- What you need to do:
[1] In the page about Mabel Quiller-Couch, reproduce everything from "Mabel’s death in" down to "Lane, London NW3.".
[2] According to the page about Mabel Quiller-Couch, where was she buried?

- Text extract:
Skip to content

Daphne du Maurier

The official Daphne du Maurier website, approved by her Estate

Please see disclaimer

Mabel Quiller-Couch reflects on WW1’s Early Days


Julia Grigg - image

Julia Grigg


To introduce you to Julia Grigg and her writing, she has provided us with some valuable background information, followed by her beautiful extract Mabel Quiller-Couch Reflects on WW1’s Early Days, as we remember Mabel Quiller-Couch, one hundred years after her death on 27th November 1924. 


Background:

On November 27, it is 100 years since the death of Mabel Quiller-Couch. Mabel (1865-1924) was a writer.  Younger by two years than her much more well-known brother, Arthur, who in his era was regarded as ‘the most famous living Cornishman,’ Mabel nevertheless was something of an early 20th-century phenomenon in that she, never married, supported herself by her own journalism, novels and short stories at a time when such female success was seldom heard of.

Mabel’s death in 1924 came just a decade after the beginning of WW1 in 1914.  Having lived much of her adult life in Hampstead, she was buried in the graveyard of St John’s in Church Lane, London NW3.

The extract below is from Julia Grigg’s facts-based fiction about the Quiller-Couch dynasty.  Julia, a Cornish author and poet, is a recipient of a Q Fund Award, her writing focussing on the roles played by the women surrounding Arthur Quiller-Couch.

- Supplied information:
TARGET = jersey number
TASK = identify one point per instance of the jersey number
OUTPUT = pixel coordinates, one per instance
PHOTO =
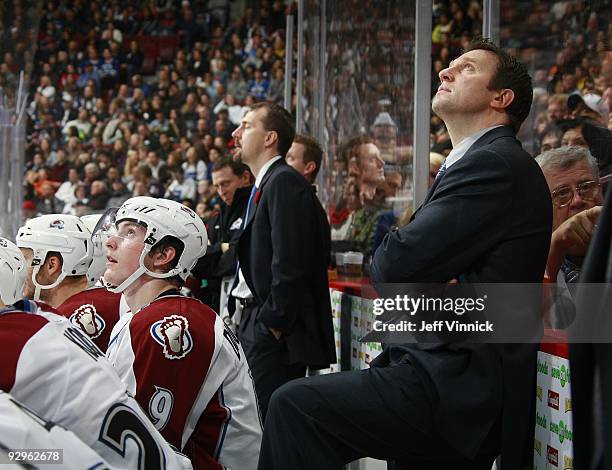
(121, 424)
(160, 407)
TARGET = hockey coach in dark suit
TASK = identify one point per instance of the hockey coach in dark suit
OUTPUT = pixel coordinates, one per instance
(486, 219)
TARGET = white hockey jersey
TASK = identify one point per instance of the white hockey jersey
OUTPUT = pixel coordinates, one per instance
(22, 429)
(52, 367)
(189, 373)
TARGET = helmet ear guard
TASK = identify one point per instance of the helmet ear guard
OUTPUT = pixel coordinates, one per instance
(13, 272)
(162, 218)
(99, 235)
(61, 233)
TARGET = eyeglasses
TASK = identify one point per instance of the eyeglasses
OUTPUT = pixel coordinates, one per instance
(588, 190)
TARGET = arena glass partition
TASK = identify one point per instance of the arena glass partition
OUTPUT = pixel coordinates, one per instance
(566, 46)
(371, 68)
(357, 76)
(20, 24)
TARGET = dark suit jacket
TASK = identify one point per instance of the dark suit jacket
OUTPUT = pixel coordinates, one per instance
(486, 220)
(284, 253)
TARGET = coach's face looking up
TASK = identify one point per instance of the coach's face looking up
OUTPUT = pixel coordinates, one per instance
(465, 101)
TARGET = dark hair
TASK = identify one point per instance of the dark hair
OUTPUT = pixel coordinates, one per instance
(237, 167)
(279, 120)
(510, 74)
(312, 151)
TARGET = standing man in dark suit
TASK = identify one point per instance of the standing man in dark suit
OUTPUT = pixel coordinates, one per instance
(487, 218)
(282, 285)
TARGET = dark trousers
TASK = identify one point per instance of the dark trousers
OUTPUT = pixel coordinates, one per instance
(266, 357)
(327, 421)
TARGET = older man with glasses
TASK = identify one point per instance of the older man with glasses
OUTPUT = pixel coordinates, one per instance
(573, 178)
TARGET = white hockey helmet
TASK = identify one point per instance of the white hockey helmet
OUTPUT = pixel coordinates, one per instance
(13, 272)
(98, 239)
(163, 217)
(61, 233)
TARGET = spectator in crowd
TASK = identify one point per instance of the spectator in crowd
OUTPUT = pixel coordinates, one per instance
(484, 97)
(583, 132)
(572, 175)
(435, 163)
(195, 343)
(47, 203)
(589, 106)
(158, 168)
(551, 138)
(180, 188)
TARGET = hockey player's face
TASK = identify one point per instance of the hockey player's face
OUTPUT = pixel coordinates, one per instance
(123, 249)
(28, 288)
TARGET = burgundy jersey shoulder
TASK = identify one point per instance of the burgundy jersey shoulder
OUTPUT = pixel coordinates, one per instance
(11, 344)
(193, 310)
(95, 311)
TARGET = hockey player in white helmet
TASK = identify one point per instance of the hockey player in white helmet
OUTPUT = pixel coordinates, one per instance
(50, 366)
(59, 250)
(98, 239)
(184, 366)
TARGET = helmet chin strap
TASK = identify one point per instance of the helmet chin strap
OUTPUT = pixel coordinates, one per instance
(142, 269)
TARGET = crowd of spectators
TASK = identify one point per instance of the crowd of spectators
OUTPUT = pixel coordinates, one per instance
(140, 98)
(135, 98)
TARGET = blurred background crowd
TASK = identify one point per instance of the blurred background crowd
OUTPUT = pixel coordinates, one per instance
(137, 97)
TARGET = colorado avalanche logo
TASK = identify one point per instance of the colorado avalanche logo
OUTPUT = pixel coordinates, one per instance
(173, 334)
(58, 224)
(87, 319)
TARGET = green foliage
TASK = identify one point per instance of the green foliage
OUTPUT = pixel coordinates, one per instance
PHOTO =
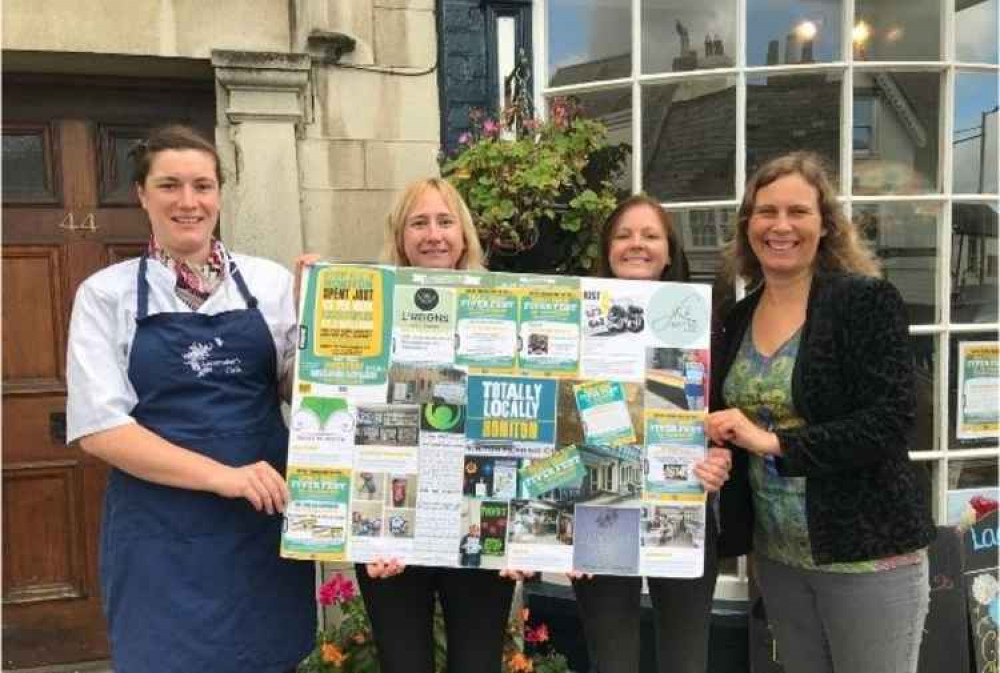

- The replies:
[1]
Mabel’s death in 1924 came just a decade after the beginning of WW1 in 1914.  Having lived much of her adult life in Hampstead, she was buried in the graveyard of St John’s in Church Lane, London NW3.

[2] In the graveyard of St John's in Church Lane, London NW3.